* [Extrahierter Text]
-.-.-

Startseite
Solothurn
Kanton Solothurn
Vertreter der Türkei weibelten in Günsberg im Saal der Kirchgemeinde – diese wusste von nichts. Künftig sollen Mietanfragen gründlicher kontrolliert werden. Auch der Verband der Solothurner Einwohnergemeinden ruft zu Achtsamkeit auf.
Die Kirchgemeinde vermietete für den 5. März das Kirchgemeindehaus in Günsberg an eine Privatperson. Doch statt dass im Saal ein privates Fest gefeiert wurde, frühstückte im Saal Murat Alparslan, Vize-Chef der AKP Ankara und weibelte für die Verfassungsänderung in der Türkei. Ganz im Sinne seines Präsidenten Recep Tayyip Erdogan.
«Es gab keine Anzeichen, dass etwas ungewöhnlich ist», sagt Barbara Fankhauser auf Nachfrage. «Wir hatten keinen Hinweis, dass etwas anderes als ein üblicher Privatanlass dahinterstecken könnte.» Ganz normal wurde das Lokal am Sonntagmorgen an die Mieter abgegeben und am Abend im besten Zustand wieder abgenommen.
Wäre die Räumlichkeit vermieten worden, wenn man den wahren Zweck gewusst hätte? «Auf keinen Fall», sagt Barbara Fankhauser. «Wir vermieten unsere Räumlichkeiten für keine politischen Anlässe. Das passt nicht zu unserer Kirchgemeinde». Die einzige Ausnahme ist die Gemeindeversammlung der Einwohnergemeinde Günsberg. Und dies auch nur, weil es im Dorf keinen anderen genügend grossen Saal gibt.

-.-.-

* [Bereitgestellte Daten]
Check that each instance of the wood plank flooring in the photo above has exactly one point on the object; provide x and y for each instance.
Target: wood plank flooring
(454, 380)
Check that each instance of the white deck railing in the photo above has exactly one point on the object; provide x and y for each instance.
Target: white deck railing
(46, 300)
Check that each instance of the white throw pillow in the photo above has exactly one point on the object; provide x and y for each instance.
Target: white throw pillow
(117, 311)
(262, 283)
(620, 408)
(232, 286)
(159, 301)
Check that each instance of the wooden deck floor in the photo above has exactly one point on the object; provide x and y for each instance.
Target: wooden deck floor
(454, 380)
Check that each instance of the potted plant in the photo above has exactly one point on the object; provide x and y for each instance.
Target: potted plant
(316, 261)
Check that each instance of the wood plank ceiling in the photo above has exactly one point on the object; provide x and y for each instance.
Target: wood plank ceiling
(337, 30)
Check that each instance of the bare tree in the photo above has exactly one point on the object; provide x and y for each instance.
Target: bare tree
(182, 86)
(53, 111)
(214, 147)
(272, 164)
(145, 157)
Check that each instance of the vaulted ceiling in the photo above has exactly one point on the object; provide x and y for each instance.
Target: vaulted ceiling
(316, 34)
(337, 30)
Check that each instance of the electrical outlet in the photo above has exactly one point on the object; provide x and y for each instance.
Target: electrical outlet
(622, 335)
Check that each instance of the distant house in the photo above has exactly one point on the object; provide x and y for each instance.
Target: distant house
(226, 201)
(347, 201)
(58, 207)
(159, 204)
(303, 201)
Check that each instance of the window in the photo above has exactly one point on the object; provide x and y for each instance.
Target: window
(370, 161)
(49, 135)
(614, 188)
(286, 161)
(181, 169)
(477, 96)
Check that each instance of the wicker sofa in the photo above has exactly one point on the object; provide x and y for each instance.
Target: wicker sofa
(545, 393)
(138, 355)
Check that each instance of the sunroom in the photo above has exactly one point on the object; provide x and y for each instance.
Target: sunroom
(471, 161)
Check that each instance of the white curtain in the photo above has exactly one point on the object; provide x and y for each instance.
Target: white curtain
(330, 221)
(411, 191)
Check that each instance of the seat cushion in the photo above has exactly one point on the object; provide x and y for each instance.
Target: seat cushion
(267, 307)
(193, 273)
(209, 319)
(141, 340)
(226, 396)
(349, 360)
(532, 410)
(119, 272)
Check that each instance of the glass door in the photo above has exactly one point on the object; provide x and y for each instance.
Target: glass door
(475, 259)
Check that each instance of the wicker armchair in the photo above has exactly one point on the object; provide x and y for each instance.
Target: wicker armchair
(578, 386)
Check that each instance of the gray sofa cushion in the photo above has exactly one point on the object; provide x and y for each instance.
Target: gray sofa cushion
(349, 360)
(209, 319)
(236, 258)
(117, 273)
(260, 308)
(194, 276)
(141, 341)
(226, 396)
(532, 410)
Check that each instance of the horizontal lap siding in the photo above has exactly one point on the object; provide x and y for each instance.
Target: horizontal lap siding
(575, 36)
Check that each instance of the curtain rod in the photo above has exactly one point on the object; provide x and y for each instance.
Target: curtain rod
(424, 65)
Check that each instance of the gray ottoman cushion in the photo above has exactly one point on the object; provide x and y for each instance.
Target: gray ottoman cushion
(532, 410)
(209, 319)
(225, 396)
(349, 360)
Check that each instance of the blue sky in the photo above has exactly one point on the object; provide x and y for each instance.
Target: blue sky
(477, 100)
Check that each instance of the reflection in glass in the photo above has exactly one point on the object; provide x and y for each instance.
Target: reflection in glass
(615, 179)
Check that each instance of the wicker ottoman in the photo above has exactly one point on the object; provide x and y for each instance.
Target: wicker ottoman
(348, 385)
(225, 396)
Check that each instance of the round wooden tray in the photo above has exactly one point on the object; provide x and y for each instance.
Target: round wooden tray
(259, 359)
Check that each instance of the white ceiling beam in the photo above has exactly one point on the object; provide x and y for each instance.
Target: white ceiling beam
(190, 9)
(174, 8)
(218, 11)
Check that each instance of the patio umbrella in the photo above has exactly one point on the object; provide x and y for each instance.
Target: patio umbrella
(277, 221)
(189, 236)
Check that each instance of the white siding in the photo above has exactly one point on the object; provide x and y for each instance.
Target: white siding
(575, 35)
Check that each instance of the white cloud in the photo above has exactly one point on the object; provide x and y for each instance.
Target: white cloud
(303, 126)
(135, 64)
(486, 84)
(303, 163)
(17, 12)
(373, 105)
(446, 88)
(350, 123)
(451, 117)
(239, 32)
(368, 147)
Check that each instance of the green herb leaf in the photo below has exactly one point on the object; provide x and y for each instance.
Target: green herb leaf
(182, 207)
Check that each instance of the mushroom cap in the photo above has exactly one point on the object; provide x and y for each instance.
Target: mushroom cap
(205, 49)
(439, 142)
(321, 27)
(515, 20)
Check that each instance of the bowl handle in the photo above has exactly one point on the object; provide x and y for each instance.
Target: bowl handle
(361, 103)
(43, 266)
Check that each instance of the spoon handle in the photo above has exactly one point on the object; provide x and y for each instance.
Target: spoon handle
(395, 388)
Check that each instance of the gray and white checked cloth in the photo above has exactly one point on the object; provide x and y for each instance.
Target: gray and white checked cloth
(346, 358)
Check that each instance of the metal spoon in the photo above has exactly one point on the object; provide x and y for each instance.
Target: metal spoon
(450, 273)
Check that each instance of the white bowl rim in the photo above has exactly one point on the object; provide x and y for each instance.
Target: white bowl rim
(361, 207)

-.-.-

* [Aufgabe] Welcher Anlass ist laut dem Text über das Kirchgemeindehaus in Günsberg die einzige Ausnahme, für die die Kirchgemeinde ihre Räume trotz politischem Charakter vermietet?

* [Ergebnis] Die Gemeindeversammlung der Einwohnergemeinde Günsberg.